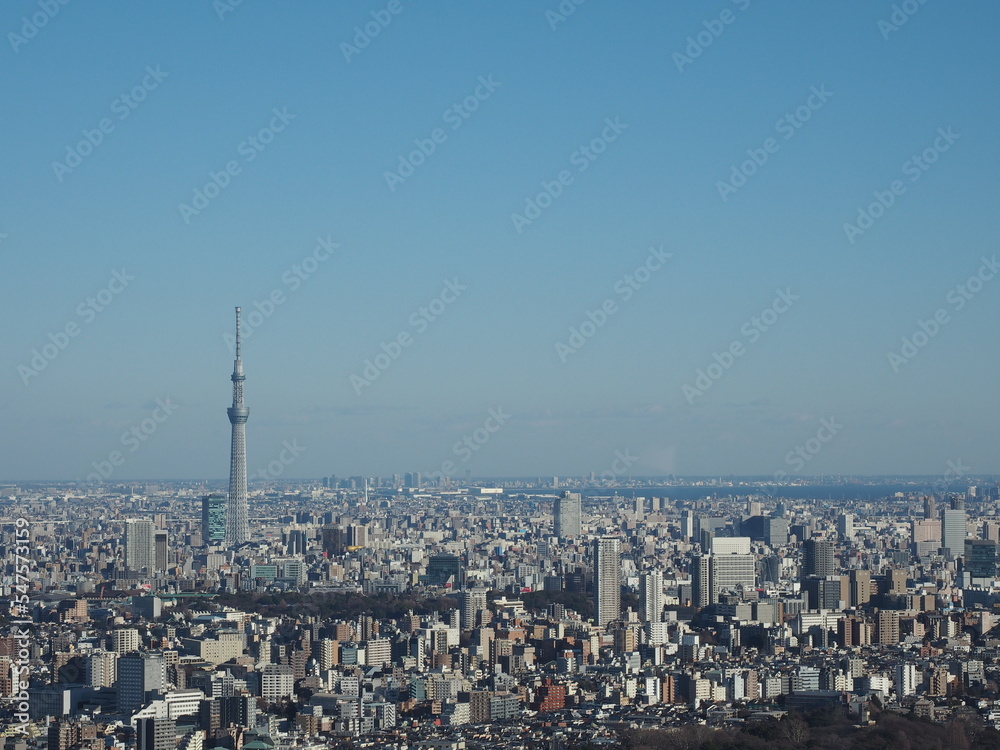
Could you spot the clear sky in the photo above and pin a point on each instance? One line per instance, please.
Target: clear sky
(428, 153)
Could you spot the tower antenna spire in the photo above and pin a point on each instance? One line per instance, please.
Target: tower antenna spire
(237, 511)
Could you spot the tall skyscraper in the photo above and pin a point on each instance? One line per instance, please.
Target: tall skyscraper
(980, 558)
(139, 674)
(954, 529)
(237, 510)
(473, 603)
(651, 594)
(139, 547)
(818, 559)
(607, 580)
(161, 551)
(567, 515)
(213, 520)
(701, 583)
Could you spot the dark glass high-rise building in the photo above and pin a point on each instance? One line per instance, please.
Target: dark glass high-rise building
(213, 519)
(444, 570)
(818, 559)
(981, 558)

################

> _GOAL_: Copy out the entire listing above without altering a single character, and omit the picture from your copy.

> _EXERCISE RESULT_:
Could you spot the clear sky in the photo above and pin a point on each instance? One line per instance, please.
Target: clear sky
(428, 153)
Could you spot the tower antenna spire in the photo above and pin a point on each instance? One line per instance, please.
Target: tower antenna spire
(237, 511)
Could you spot the tall skyscraper in the photo above and pin a point on each instance? One line per instance, please.
Target: tall skyscraper
(980, 558)
(139, 674)
(954, 529)
(237, 510)
(473, 603)
(651, 594)
(139, 547)
(818, 559)
(607, 580)
(161, 551)
(567, 515)
(213, 520)
(701, 583)
Could you spot the dark glass high-rise building in the photo above and pin a point on each instance? One line per instance, please.
Target: dark glass high-rise building
(213, 519)
(444, 570)
(818, 559)
(981, 558)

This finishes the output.